→ STATED PROBLEM 1:
Translate this sentence from the Chicago barbecue profile into Spanish: "I feel so fortunate to have spent time at Spiaggia; it was a turning point for my career."
→ STATED PROBLEM 2:
Pick up the profile of Dominique and Chicago barbecue after its final sentence and extend it.

→ SOURCE:

** start **

At the now-shuttered Spiaggia, working with Tony Mantuano and pre-Monteverde Sarah Grueneberg, Dominique handled catering, where she learned a lot more than mass-producing food. “The part of Spiaggia that I still carry with me every day is the type of drive that I had while I was there. There was a hunger to be one of the best. To be there, you had to perform at a higher level. I feel so fortunate to have spent time at Spiaggia; it was a turning point for my career.”
For Chicago Barbecue, It’s the Rib Tips
I was curious to learn if Dominique was inspired to become a pitmaster because of local barbecue stars like the men at Honey 1 BBQ, Uncle John’s and Lem’s, and she recollected that she first became interested in barbecue at a relative’s place. “Well, the restaurant isn’t open anymore, but my grandmother’s niece Rose used to own Rose’s Barbecue. I remember the food being different from anything I recognized eating: Rose’s was on the South Side, and I grew up in the Humboldt Park neighborhood.
“Rose’s Barbecue was my introduction to what is now looked upon as Chicago-style barbecue. I don’t think that conversation was happening as much before now, because nobody thought of Chicago as a barbecue place. I’ve given Lexington Betty Smokehouse the responsibility of defining Chicago. It’s our responsibility to say ‘Hey, this is what Chicago style barbecue stands for.’ It’s the Chicago culture, Southern culture. It’s the rib tips. Mainly, you know, that’s where it kind of starts for me when I think of the influence Rose’s Barbecue had on me: it’s the rib tips.”

** end **

→ RECORD EXCERPTS:

** start **

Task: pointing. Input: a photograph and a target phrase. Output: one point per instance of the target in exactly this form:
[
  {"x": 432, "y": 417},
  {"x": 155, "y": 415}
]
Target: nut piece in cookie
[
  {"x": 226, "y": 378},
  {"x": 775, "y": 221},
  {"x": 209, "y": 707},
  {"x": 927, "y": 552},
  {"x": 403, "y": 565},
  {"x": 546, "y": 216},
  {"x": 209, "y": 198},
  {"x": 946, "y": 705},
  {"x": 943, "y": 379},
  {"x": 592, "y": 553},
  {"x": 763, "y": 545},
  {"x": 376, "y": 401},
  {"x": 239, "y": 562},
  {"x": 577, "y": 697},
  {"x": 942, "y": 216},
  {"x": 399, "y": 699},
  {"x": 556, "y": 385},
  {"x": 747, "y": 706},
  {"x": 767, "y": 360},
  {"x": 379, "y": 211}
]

** end **

→ TASK OUTPUT 1:
Me siento muy afortunada de haber pasado tiempo en Spiaggia; fue un punto de inflexión en mi carrera.

→ TASK OUTPUT 2:
We recently stopped by Lexington Betty for lunch, and we had some very meaty rib tips, lush with fat (but not too much), glistening little morsels of deliciousness. We ate more than we should have, which is, believe it or not, unusual for us, but the rib tips were that good. (Note on ordering: at Lexington Betty, tips are served sauced; if you’re one of those purists—as I used to be—who prefer barbecue without sauce, make sure to ask them to serve the sauce on the side).
Breaking into the Barbecue Boys’ Club
In the world of barbecue pitmasters, it’s mostly men manning the smokers. “A lot of the pitmaster guys here in Chicago,” says Dominique, “do seem to have a lot of respect for me, but I have to be honest, recently someone got a few big names together in the city for a barbecue class, and it was only men in it, you know? A lot of people are still not willing to let you into the culture because they’re intimidated by a woman maybe being better than them.
“Last summer, the big Windy City Smokeout was held at United Center. Eater Chicago reached out to me and said, ‘How could they hold a barbecue fest in Chicago and not include Lexington Betty?’ I took that personal because, you know, that’s an invite kind of fest, and maybe I wasn’t in the network of whoever was doing the planning. I just do my best to continue to shine and say, ‘They missed me this year; maybe they’ll see me next year.’ But also, you know, there are other opportunities.”
A Casing-Free Wagyu Hot Dog… With Snap
Retail is the next business frontier, the next opportunity for Dominique and Tanisha, and they’re moving beyond the barbecue pit with Wagyu hot dogs. The meat used for these hot dogs is F1 crossbred Wagyu, meaning it’s half Wagyu and half Black Angus, Holstein and Friesian. “The unique sweetness from the dairy cows with the fat content that comes from Wagyu,” says Dominique, “it’s just this match made in heaven. Because let me tell you, there’s not a whole lot of ingredients in the hot dog itself, and there’s no casing on the hot dog.”
Whoa, what? No casing? Hot dog aficionados traditionally value the snap provided by the casing on a hot dog. How can you achieve the snap without the casing?
“The sweetness from the dairy cows gives us some caramelization on the surface of the hot dogs, and that’s what provides the snap that we’re looking for. This is a wonderful product.”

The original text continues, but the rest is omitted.